Text segment.

%%

[openbeos] Re: app_server: MMX/SSE help wanted

  • From: Christian Packmann <Christian.Packmann@xxxxxx>
  • To: openbeos@xxxxxxxxxxxxx
  • Date: Sun, 08 Aug 2004 18:52:11 +0000

On 2004-08-08 15:30:10 [+0000], François Revol wrote:

>> MMX uses 64 bit integer registers, independent of CPU core. That means 
>> that the CPU can process anything else while we use MMX. There is a 
> That's plain wrong, intel in its inifinite wisdom reused the FPU register 
> file, so you can't interleave floating point ops and mmx, defeating the
> very purpose of it...

What was the option? A larger register file would have required new 
commands to store/recall the file during task switches, and this would have 
been unusable until OS support was added. MMX may be a hack, but at least 
it could be used right away.

> and you have to call an opcode before using mmx to safe 
> the fpu regs.

Nope, the other way around. Use of any MMX command automatically puts the 
CPU into MMX mode, but to use FP again requires calling EMMS (or FEMMS on 
3DNow!).

>> catch with MMX. If you want to use floating point operations then MMX 
>> "burrows" the CPU core halting the process executing. What's why MMX 
> I think it's "borrow" there.

%%

Input rows.
%%

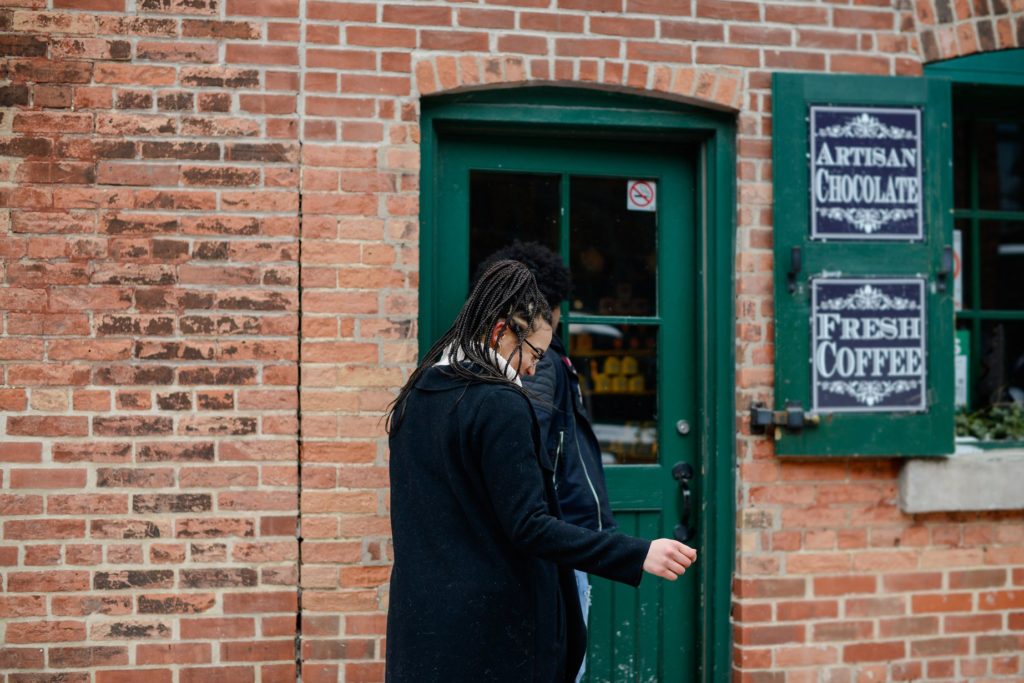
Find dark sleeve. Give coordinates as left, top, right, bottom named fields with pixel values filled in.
left=473, top=390, right=650, bottom=586
left=523, top=353, right=560, bottom=449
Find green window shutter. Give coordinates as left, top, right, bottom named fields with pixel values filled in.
left=772, top=74, right=954, bottom=456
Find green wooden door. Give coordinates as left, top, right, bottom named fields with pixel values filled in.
left=425, top=133, right=701, bottom=682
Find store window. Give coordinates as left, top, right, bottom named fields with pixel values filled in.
left=953, top=85, right=1024, bottom=444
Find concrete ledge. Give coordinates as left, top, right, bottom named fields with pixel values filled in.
left=899, top=450, right=1024, bottom=513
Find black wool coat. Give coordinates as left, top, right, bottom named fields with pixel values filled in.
left=386, top=366, right=650, bottom=683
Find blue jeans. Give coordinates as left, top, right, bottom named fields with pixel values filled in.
left=573, top=569, right=590, bottom=683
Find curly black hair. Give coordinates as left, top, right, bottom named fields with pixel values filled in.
left=386, top=259, right=551, bottom=434
left=470, top=240, right=572, bottom=308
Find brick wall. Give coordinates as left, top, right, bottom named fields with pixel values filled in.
left=0, top=0, right=299, bottom=683
left=0, top=0, right=1024, bottom=683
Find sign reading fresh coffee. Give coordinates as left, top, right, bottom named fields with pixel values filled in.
left=811, top=278, right=926, bottom=413
left=810, top=106, right=924, bottom=240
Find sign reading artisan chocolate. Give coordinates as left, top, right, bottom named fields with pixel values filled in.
left=810, top=102, right=924, bottom=241
left=811, top=278, right=926, bottom=413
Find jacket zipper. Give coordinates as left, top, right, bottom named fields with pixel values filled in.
left=573, top=434, right=604, bottom=531
left=551, top=429, right=565, bottom=490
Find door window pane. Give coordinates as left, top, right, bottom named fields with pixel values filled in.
left=471, top=171, right=559, bottom=278
left=569, top=176, right=657, bottom=315
left=975, top=120, right=1024, bottom=211
left=973, top=321, right=1024, bottom=405
left=569, top=324, right=657, bottom=465
left=978, top=221, right=1024, bottom=310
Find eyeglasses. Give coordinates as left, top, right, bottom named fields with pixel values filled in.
left=522, top=337, right=544, bottom=366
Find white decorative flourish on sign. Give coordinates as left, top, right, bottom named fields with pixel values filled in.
left=818, top=207, right=918, bottom=234
left=818, top=114, right=916, bottom=140
left=818, top=285, right=920, bottom=310
left=818, top=380, right=919, bottom=405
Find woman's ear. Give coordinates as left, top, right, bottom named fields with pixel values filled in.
left=490, top=319, right=505, bottom=348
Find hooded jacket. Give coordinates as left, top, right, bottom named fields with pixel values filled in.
left=386, top=366, right=650, bottom=683
left=523, top=336, right=615, bottom=530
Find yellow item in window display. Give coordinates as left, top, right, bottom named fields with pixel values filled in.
left=590, top=360, right=611, bottom=393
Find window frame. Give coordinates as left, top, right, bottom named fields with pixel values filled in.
left=925, top=48, right=1024, bottom=451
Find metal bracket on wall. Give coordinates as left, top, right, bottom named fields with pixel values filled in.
left=751, top=400, right=821, bottom=441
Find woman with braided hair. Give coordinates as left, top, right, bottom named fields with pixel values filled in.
left=386, top=261, right=694, bottom=683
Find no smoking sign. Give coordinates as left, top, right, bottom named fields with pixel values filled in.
left=626, top=180, right=657, bottom=211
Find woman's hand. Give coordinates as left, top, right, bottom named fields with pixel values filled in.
left=643, top=539, right=697, bottom=581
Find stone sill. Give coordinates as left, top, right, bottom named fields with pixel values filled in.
left=899, top=443, right=1024, bottom=514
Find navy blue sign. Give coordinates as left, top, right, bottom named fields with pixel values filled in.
left=810, top=106, right=924, bottom=241
left=811, top=278, right=927, bottom=413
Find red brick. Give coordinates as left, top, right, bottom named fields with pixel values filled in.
left=95, top=669, right=173, bottom=683
left=135, top=643, right=212, bottom=666
left=5, top=622, right=85, bottom=644
left=910, top=593, right=973, bottom=614
left=843, top=641, right=906, bottom=664
left=220, top=639, right=295, bottom=661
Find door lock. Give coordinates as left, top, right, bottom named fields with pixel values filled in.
left=672, top=463, right=693, bottom=543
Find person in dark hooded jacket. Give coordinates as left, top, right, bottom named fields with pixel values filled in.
left=385, top=261, right=695, bottom=683
left=478, top=240, right=616, bottom=680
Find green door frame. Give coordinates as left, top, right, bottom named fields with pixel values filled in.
left=419, top=86, right=736, bottom=682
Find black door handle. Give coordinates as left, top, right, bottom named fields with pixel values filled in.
left=672, top=463, right=693, bottom=543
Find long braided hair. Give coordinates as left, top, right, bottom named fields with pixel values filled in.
left=386, top=260, right=551, bottom=434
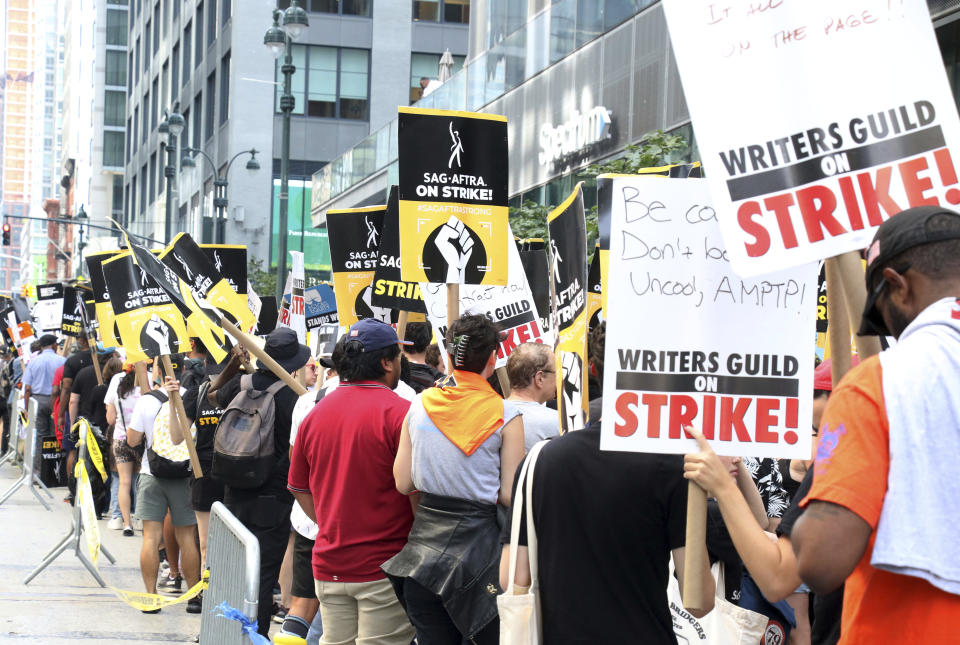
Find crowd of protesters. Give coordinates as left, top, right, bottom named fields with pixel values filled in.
left=0, top=207, right=960, bottom=645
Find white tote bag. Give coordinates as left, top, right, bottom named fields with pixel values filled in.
left=497, top=440, right=547, bottom=645
left=667, top=558, right=767, bottom=645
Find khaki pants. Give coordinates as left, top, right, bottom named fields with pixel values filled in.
left=314, top=578, right=414, bottom=645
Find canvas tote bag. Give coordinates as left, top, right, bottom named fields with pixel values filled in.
left=497, top=440, right=547, bottom=645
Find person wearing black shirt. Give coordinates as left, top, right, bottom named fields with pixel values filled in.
left=207, top=327, right=310, bottom=636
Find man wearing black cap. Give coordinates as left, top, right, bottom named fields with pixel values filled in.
left=216, top=327, right=310, bottom=636
left=289, top=318, right=414, bottom=645
left=791, top=206, right=960, bottom=644
left=23, top=334, right=66, bottom=437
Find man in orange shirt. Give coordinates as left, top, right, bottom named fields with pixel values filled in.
left=792, top=206, right=960, bottom=645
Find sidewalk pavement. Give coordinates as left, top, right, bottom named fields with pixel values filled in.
left=0, top=464, right=200, bottom=645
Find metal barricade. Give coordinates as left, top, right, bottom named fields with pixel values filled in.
left=200, top=502, right=260, bottom=645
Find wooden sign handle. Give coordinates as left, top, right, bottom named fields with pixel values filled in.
left=220, top=318, right=307, bottom=396
left=160, top=354, right=203, bottom=479
left=683, top=481, right=709, bottom=609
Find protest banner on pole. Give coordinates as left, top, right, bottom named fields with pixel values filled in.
left=547, top=184, right=590, bottom=432
left=397, top=107, right=511, bottom=286
left=84, top=251, right=120, bottom=347
left=420, top=225, right=553, bottom=368
left=303, top=282, right=339, bottom=333
left=60, top=287, right=86, bottom=338
left=327, top=206, right=394, bottom=327
left=371, top=186, right=427, bottom=314
left=101, top=252, right=190, bottom=362
left=663, top=0, right=960, bottom=277
left=33, top=282, right=63, bottom=332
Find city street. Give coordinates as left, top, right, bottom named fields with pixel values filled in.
left=0, top=464, right=200, bottom=645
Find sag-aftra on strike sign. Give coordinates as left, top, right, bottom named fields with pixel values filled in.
left=664, top=0, right=960, bottom=275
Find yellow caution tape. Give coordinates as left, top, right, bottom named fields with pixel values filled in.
left=74, top=438, right=210, bottom=611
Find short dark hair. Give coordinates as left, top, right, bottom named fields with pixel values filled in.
left=337, top=340, right=400, bottom=382
left=403, top=323, right=433, bottom=354
left=873, top=213, right=960, bottom=286
left=587, top=320, right=607, bottom=389
left=507, top=343, right=555, bottom=389
left=447, top=314, right=500, bottom=374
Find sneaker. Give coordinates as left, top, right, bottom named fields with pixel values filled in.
left=157, top=576, right=183, bottom=593
left=187, top=594, right=203, bottom=614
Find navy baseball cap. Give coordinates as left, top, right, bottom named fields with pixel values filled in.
left=347, top=318, right=413, bottom=352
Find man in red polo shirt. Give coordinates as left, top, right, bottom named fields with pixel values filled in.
left=288, top=319, right=414, bottom=645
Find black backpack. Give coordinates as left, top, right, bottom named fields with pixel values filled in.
left=211, top=375, right=285, bottom=489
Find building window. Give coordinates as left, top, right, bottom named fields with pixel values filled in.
left=170, top=41, right=180, bottom=96
left=276, top=45, right=370, bottom=120
left=103, top=49, right=127, bottom=87
left=103, top=90, right=127, bottom=127
left=193, top=92, right=203, bottom=150
left=193, top=2, right=203, bottom=67
left=107, top=9, right=128, bottom=47
left=410, top=54, right=464, bottom=104
left=203, top=71, right=217, bottom=141
left=103, top=130, right=123, bottom=168
left=207, top=0, right=217, bottom=47
left=183, top=22, right=193, bottom=85
left=413, top=0, right=470, bottom=25
left=220, top=52, right=230, bottom=125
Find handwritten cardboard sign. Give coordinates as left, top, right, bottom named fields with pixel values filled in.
left=663, top=0, right=960, bottom=276
left=600, top=177, right=818, bottom=459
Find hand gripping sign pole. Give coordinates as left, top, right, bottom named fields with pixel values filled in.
left=23, top=422, right=116, bottom=587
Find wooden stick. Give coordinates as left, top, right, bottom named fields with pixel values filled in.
left=397, top=311, right=410, bottom=340
left=497, top=367, right=510, bottom=398
left=833, top=251, right=881, bottom=361
left=220, top=318, right=307, bottom=396
left=447, top=282, right=460, bottom=329
left=683, top=481, right=709, bottom=609
left=824, top=258, right=850, bottom=387
left=160, top=354, right=203, bottom=479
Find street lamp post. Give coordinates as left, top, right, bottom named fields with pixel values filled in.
left=263, top=0, right=310, bottom=302
left=157, top=110, right=186, bottom=241
left=180, top=147, right=260, bottom=244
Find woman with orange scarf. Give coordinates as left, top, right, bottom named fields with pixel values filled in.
left=383, top=315, right=524, bottom=645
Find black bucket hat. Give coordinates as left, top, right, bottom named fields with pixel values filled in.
left=857, top=206, right=960, bottom=336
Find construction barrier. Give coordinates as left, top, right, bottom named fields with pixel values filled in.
left=200, top=502, right=260, bottom=645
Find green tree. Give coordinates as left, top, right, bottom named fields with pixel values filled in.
left=510, top=130, right=687, bottom=249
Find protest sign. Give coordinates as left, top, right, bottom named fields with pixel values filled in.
left=159, top=233, right=257, bottom=331
left=420, top=225, right=553, bottom=368
left=60, top=287, right=86, bottom=338
left=587, top=244, right=603, bottom=331
left=371, top=186, right=427, bottom=313
left=101, top=252, right=190, bottom=362
left=33, top=282, right=63, bottom=331
left=547, top=184, right=590, bottom=432
left=601, top=176, right=817, bottom=459
left=84, top=251, right=120, bottom=347
left=277, top=251, right=307, bottom=343
left=303, top=282, right=339, bottom=332
left=327, top=206, right=396, bottom=327
left=398, top=107, right=511, bottom=285
left=664, top=0, right=960, bottom=276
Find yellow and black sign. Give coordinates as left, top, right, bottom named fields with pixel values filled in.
left=102, top=252, right=190, bottom=362
left=547, top=184, right=590, bottom=432
left=160, top=233, right=257, bottom=332
left=398, top=107, right=511, bottom=285
left=85, top=251, right=120, bottom=347
left=327, top=206, right=396, bottom=327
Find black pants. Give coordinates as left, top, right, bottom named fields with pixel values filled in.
left=403, top=578, right=500, bottom=645
left=224, top=488, right=293, bottom=636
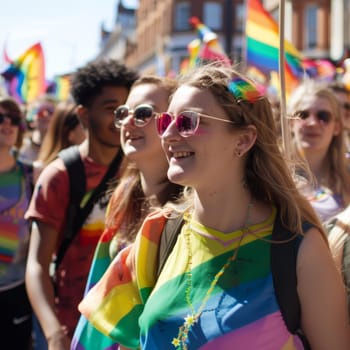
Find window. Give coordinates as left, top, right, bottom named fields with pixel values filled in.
left=305, top=5, right=317, bottom=49
left=203, top=1, right=222, bottom=30
left=236, top=4, right=246, bottom=33
left=174, top=1, right=191, bottom=30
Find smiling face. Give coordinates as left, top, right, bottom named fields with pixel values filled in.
left=162, top=85, right=243, bottom=190
left=121, top=83, right=169, bottom=162
left=0, top=105, right=19, bottom=149
left=293, top=95, right=341, bottom=156
left=80, top=86, right=128, bottom=148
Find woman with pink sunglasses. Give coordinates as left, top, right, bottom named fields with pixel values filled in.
left=80, top=65, right=350, bottom=350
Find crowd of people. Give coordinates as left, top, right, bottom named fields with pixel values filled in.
left=0, top=56, right=350, bottom=350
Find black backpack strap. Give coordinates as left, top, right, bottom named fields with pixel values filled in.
left=55, top=149, right=123, bottom=270
left=17, top=159, right=34, bottom=199
left=271, top=213, right=311, bottom=349
left=55, top=146, right=86, bottom=269
left=342, top=235, right=350, bottom=315
left=157, top=215, right=184, bottom=278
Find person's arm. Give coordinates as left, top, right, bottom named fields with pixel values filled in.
left=297, top=228, right=350, bottom=350
left=26, top=221, right=70, bottom=350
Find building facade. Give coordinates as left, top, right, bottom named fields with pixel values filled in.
left=100, top=0, right=350, bottom=75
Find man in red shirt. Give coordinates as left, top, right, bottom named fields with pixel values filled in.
left=25, top=60, right=137, bottom=349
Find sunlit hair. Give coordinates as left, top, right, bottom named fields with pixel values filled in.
left=106, top=75, right=182, bottom=242
left=38, top=102, right=80, bottom=166
left=0, top=97, right=25, bottom=151
left=288, top=81, right=350, bottom=205
left=174, top=65, right=323, bottom=237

%%

Objective A.
Rewrite the MMX post from "On 2004-08-08 15:30:10" up to and including "purpose of it...", replacing "interleave" with "mix".
Objective B.
Reproduce the entries from the line with "Find sign reading artisan" up to and including the line with "left=551, top=429, right=565, bottom=490".
The MMX post and the entries were taken from unrelated sources.

Correct answer A.
On 2004-08-08 15:30:10 [+0000], François Revol wrote:

>> MMX uses 64 bit integer registers, independent of CPU core. That means 
>> that the CPU can process anything else while we use MMX. There is a 
> That's plain wrong, intel in its inifinite wisdom reused the FPU register 
> file, so you can't mix floating point ops and mmx, defeating the
> very purpose of it...

Correct answer B.
Find sign reading artisan chocolate. Give coordinates as left, top, right, bottom named fields with pixel values filled in.
left=810, top=102, right=924, bottom=241
left=811, top=278, right=926, bottom=413
Find jacket zipper. Give coordinates as left, top, right, bottom named fields with pixel values filled in.
left=573, top=434, right=604, bottom=531
left=551, top=429, right=565, bottom=490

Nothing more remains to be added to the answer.